[[ Data excerpts open ]]
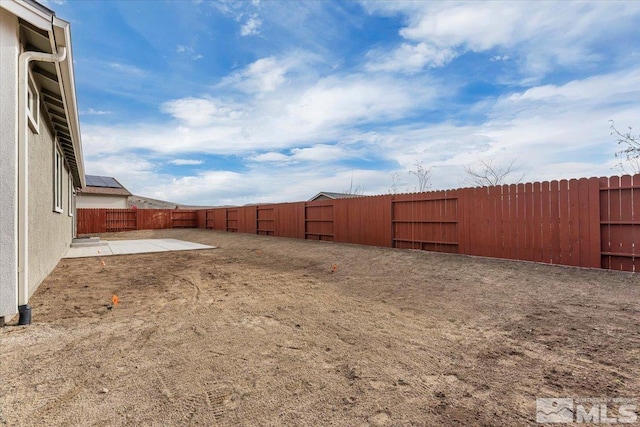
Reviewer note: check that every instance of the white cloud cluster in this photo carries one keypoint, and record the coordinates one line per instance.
(555, 33)
(295, 126)
(251, 27)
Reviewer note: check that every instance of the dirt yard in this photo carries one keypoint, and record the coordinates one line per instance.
(263, 331)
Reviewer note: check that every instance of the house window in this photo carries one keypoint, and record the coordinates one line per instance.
(72, 194)
(33, 106)
(57, 180)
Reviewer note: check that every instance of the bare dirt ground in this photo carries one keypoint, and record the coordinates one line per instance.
(261, 332)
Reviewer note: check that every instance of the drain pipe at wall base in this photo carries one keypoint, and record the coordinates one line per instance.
(22, 213)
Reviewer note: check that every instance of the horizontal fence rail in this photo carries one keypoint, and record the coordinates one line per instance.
(588, 222)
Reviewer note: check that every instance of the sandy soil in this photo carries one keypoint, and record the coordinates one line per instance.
(262, 331)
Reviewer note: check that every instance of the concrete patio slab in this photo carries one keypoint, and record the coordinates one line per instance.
(124, 247)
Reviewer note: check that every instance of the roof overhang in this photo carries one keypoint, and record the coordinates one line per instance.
(42, 31)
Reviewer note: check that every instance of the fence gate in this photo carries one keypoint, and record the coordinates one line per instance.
(319, 221)
(232, 220)
(266, 220)
(121, 220)
(426, 223)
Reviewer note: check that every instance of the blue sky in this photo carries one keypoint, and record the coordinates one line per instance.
(230, 102)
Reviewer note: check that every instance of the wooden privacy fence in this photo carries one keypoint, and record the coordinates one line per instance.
(588, 222)
(108, 220)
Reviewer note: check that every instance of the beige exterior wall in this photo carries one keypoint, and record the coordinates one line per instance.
(50, 232)
(102, 202)
(9, 51)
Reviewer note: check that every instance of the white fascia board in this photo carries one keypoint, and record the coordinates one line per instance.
(62, 37)
(29, 13)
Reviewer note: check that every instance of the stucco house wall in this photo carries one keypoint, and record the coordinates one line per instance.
(9, 50)
(29, 253)
(53, 231)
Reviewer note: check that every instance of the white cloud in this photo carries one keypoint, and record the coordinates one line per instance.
(541, 36)
(196, 112)
(409, 58)
(185, 162)
(251, 27)
(93, 112)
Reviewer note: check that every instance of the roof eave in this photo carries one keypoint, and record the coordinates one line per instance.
(62, 38)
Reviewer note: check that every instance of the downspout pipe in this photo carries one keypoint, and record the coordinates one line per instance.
(23, 175)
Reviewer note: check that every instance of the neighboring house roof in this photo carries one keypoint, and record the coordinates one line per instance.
(323, 195)
(103, 185)
(42, 31)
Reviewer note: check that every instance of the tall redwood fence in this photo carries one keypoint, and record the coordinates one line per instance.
(588, 222)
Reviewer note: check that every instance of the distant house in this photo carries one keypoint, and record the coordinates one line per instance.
(41, 159)
(325, 195)
(103, 192)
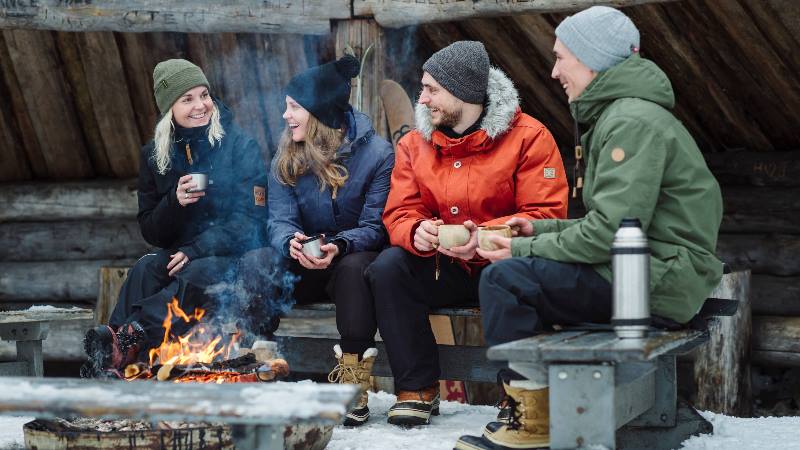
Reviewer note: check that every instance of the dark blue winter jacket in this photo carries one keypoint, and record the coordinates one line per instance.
(354, 216)
(229, 220)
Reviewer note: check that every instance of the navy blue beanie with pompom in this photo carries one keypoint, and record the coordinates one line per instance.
(325, 90)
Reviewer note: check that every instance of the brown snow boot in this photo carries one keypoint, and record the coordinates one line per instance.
(351, 370)
(528, 426)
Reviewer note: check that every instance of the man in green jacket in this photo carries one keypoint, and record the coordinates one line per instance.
(640, 162)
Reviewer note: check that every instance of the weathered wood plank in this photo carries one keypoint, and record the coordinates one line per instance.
(68, 201)
(760, 209)
(773, 254)
(53, 280)
(245, 16)
(57, 241)
(722, 366)
(68, 47)
(111, 102)
(36, 63)
(16, 103)
(399, 13)
(777, 334)
(776, 296)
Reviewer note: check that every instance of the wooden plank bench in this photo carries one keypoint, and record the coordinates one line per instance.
(258, 412)
(28, 328)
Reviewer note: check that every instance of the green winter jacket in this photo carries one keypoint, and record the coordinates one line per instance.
(640, 162)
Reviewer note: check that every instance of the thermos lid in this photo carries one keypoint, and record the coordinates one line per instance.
(630, 222)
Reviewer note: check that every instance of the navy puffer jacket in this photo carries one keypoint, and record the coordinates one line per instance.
(354, 216)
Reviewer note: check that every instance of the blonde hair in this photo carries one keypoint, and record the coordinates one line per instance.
(163, 137)
(316, 153)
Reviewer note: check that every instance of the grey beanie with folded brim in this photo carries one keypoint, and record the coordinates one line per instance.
(600, 37)
(463, 69)
(172, 78)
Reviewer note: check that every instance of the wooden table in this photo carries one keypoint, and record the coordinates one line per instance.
(29, 328)
(258, 412)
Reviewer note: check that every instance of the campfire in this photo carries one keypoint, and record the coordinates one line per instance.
(204, 356)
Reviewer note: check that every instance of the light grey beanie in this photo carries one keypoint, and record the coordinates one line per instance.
(600, 37)
(462, 68)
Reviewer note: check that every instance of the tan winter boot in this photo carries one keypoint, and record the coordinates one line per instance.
(351, 370)
(528, 426)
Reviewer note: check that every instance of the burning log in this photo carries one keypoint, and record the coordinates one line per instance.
(240, 370)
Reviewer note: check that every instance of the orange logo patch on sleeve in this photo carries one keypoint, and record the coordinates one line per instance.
(260, 195)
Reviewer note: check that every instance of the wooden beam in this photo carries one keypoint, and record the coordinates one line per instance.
(68, 201)
(53, 280)
(71, 240)
(183, 16)
(772, 254)
(400, 13)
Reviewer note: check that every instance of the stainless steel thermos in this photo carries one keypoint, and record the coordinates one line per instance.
(630, 257)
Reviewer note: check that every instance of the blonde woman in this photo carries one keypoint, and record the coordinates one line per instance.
(331, 177)
(200, 231)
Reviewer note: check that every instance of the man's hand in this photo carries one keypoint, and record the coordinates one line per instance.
(426, 238)
(466, 251)
(503, 249)
(177, 262)
(520, 227)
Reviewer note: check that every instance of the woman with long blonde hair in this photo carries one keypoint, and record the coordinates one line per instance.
(202, 204)
(327, 188)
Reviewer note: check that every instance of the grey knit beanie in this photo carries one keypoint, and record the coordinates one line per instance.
(462, 68)
(172, 78)
(600, 37)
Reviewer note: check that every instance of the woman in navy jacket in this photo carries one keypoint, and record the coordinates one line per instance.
(199, 235)
(331, 176)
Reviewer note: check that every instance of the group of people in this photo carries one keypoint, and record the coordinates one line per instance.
(474, 158)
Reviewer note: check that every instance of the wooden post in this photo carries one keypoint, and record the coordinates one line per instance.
(111, 279)
(365, 36)
(722, 367)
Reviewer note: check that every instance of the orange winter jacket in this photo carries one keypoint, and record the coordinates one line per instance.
(509, 167)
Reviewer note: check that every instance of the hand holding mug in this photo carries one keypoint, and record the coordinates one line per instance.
(466, 251)
(426, 238)
(185, 184)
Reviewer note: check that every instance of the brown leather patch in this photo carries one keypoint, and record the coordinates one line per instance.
(260, 195)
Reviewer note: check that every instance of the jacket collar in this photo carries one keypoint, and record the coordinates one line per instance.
(502, 103)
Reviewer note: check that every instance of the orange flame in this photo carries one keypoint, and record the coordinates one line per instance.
(197, 346)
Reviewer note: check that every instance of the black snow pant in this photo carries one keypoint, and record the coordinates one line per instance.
(520, 297)
(342, 283)
(405, 290)
(149, 289)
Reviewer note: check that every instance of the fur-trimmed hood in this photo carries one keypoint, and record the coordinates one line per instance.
(501, 106)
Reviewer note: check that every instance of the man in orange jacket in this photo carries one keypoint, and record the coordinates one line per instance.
(473, 159)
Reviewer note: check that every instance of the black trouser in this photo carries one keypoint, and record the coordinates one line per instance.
(405, 290)
(342, 282)
(520, 297)
(149, 289)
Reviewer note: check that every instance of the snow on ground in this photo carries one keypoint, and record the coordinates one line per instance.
(730, 433)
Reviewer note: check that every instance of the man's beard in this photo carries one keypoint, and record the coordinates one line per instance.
(449, 119)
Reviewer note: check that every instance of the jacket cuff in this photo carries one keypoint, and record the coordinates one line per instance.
(522, 246)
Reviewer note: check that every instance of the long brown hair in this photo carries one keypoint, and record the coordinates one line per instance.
(316, 153)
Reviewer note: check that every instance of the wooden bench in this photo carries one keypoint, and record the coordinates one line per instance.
(28, 328)
(258, 412)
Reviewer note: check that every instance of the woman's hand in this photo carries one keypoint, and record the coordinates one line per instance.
(466, 251)
(177, 262)
(310, 262)
(520, 227)
(503, 249)
(426, 237)
(184, 197)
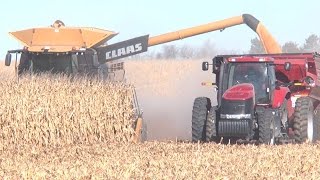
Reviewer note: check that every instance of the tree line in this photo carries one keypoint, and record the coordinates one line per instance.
(311, 44)
(209, 50)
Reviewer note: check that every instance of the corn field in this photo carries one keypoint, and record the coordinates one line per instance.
(56, 128)
(54, 110)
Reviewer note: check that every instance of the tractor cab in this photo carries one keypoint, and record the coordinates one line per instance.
(266, 98)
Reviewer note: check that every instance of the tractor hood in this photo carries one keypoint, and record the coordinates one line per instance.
(239, 92)
(58, 38)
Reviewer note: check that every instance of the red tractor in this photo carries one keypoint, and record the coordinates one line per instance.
(268, 98)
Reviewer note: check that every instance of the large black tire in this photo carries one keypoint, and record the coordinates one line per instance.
(200, 110)
(266, 126)
(211, 131)
(304, 124)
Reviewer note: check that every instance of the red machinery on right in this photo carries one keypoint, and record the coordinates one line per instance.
(267, 98)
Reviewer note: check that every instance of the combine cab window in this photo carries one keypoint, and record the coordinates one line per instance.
(253, 73)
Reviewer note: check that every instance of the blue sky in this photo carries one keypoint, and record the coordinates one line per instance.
(287, 20)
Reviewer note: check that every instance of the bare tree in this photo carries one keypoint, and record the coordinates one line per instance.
(291, 47)
(169, 51)
(312, 43)
(187, 52)
(256, 47)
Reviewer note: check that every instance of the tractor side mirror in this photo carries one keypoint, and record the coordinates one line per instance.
(287, 66)
(8, 59)
(216, 63)
(205, 66)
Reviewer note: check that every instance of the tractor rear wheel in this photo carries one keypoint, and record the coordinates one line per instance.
(304, 122)
(211, 131)
(266, 126)
(200, 110)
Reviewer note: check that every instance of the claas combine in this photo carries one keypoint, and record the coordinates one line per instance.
(84, 50)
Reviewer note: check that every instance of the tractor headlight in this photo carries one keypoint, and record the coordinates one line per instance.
(235, 116)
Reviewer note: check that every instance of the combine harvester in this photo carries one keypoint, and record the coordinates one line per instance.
(82, 50)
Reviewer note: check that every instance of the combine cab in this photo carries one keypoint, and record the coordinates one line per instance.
(261, 98)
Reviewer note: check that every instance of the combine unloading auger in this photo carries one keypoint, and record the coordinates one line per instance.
(83, 50)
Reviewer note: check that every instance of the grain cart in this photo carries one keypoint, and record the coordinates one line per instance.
(267, 98)
(83, 50)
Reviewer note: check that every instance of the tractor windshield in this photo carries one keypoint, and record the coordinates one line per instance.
(253, 73)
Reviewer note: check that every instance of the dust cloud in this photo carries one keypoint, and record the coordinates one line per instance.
(166, 90)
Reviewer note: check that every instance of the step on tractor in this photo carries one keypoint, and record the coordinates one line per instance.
(265, 98)
(84, 50)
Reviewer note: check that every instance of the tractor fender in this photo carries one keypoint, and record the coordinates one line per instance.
(279, 95)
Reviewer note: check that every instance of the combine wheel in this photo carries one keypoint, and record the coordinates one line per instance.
(200, 110)
(266, 126)
(305, 125)
(211, 131)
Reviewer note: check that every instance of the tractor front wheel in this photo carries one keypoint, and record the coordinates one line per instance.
(266, 126)
(304, 122)
(211, 131)
(201, 106)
[[ Data excerpts closed ]]
Reproduce exactly the lines from the one containing "Reviewer note: check that every instance of the dust" through the last line of the records above, including both, and nothing else.

Reviewer note: check that every instance of the dust cloud in this photo carries one keypoint, and record the coordinates one line per instance.
(166, 90)
Reviewer note: check that every instance of the step on tractor in this photo carries one keypoint, and record the coordinates one line per instance.
(265, 98)
(84, 50)
Reviewer note: check that every instance of the tractor fender in this photo carries one keypoint, and record the coordinates one line per instance.
(279, 95)
Reviewer note: check that every instance of the combine wheel in this photo carries one keypoint, and record the coordinates one line per instance.
(200, 110)
(266, 126)
(305, 125)
(211, 131)
Reviewer note: check that every instance of the tractor front wheel in this photo carries one keypoint, and record the coordinates one line per instance.
(266, 126)
(304, 122)
(211, 131)
(201, 106)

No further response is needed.